Many species of viburnum have become popular as garden or landscape plants because of their showy flowers and berries, fragrance, and good autumn colour of some forms. Some popular species, hybrids, and cultivars include:
- The hybrid Viburnum × bodnantense (V. farreri × V. grandiflorum) is particularly popular for its strongly scented pink flowers on the leafless deciduous shoots in mid- to late winter.
- Viburnum × burkwoodii (V. carlesii × V. utile)
- Viburnum × carlcephalum (V. carlesii × V. macrocephalum)
- Viburnum carlesii has round white flowerheads, strong fragrance, dense structure, and reddish leaves in autumn.
- Viburnum davidii is an evergreen species from China with blue fruit.
- Viburnum dentatum has flat-topped flowers, bluish fruit, and reddish leaves in autumn. It is somewhat salt-tolerant. The cultivar 'Blue Muffin' is more compact than the species and has fruit that is a deeper blue than the species.
- Viburnum dilatatum has flat-topped flowers, reddish leaves in autumn, and bright red fruit that persist into winter.
- Viburnum × jackii - Jack's viburnum
- Viburnum × juddii (V. bitchiuense × V. carlesii)
- Viburnum plicatum has white flowers, textured leaves, reddish-black fruit, and can grow quite large under ideal conditions. The species can tolerate shade, but not drought.
- Viburnum × pragense (V. rhytidophyllum × V. utile)
- Viburnum × rhytidophylloides (V. lantana × V. rhytidophyllum)popular evergreen shrub, drought resistant. Shiny green leaves, white flowers.
- Viburnum rhytidophyllum is a popular evergreen species, grown mainly for its foliage effect of large, dark green, leathery leaves with a strongly wrinkled surface. This is the parent species of two popular hybrid cultivars known as 'Alleghany' and 'Pragense'. 'Alleghany' was selected from a hybrid between V. rhytidophyllum and V. lantana 'Mohican' (in 1958, at the US National Arboretum).
- Viburnum setigerum has upright, coarse structure and orange to reddish-orange fruit.

» DIRECTIONS:
(a) Could you set down the viburnum text word for word, beginning at the words "- Viburnum × jackii" and stopping after "but not drought."?
(b) Where the viburnum text stops, can you resume it?

Dataset entries
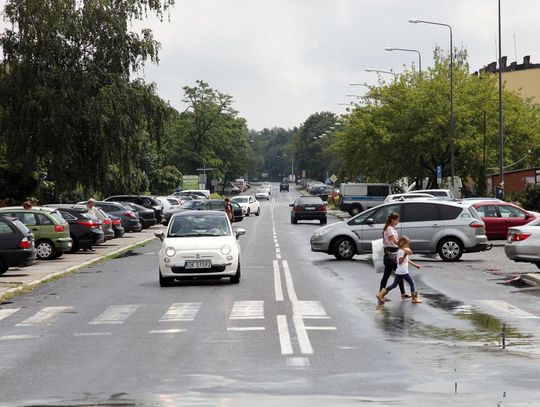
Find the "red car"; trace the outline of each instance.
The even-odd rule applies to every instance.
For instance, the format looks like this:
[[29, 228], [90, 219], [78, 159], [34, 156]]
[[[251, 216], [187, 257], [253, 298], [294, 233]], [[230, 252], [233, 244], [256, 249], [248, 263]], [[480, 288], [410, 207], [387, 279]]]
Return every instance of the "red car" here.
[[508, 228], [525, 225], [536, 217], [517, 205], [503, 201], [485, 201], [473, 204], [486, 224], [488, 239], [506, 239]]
* * *
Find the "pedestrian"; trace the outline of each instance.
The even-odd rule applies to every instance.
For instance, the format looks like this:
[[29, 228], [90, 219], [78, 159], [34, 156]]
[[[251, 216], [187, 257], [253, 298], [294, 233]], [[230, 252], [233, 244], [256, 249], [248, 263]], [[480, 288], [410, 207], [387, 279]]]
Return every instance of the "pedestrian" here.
---
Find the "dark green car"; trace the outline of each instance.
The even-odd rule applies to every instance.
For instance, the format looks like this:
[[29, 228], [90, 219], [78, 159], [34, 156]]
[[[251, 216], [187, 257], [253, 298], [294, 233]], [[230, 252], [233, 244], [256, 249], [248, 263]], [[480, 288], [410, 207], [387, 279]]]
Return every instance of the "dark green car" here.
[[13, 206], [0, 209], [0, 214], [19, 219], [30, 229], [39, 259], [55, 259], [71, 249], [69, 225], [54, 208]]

» RESPONSES PER TASK:
(a)
- Viburnum × jackii - Jack's viburnum
- Viburnum × juddii (V. bitchiuense × V. carlesii)
- Viburnum plicatum has white flowers, textured leaves, reddish-black fruit, and can grow quite large under ideal conditions. The species can tolerate shade, but not drought.

(b)
- Viburnum sieboldii has a coarse, open structure, flat-topped flowers, reddish-black fruit, and can grow as a small tree.
- Viburnum tinus is a widely grown garden and landscape shrub.

The cultivars 'Pragense' and 'Eskimo', of mixed or uncertain parentage, have won the Royal Horticultural Society's Award of Garden Merit.

===Other uses===
In prehistory, the long, straight shoots of some viburnums were used for arrow-shafts, as those found with Ötzi the Iceman.

The fruit of some species (e.g., V. lentago) is edible and can be eaten either raw or for making jam. In contrast, other species (e.g., V. opulus) are mildly toxic and can cause vomiting if eaten in quantity.

The bark of some species is used in herbal medicine, as an antispasmodic and to treat asthma.

===Cultural references===
In Ukraine, Viburnum opulus is an essential element of traditional folk culture, and Viburnum opulus (kalyna) is seen as a national symbol and emblem for both the Koliada festivities, as well as representing young girls' love and tenderness. It is a key element of Ukrainian traditional wreaths. Many folk songs are dedicated to the kalyna, as well as a very popular song "Oi u Luzi Chervona Kalina".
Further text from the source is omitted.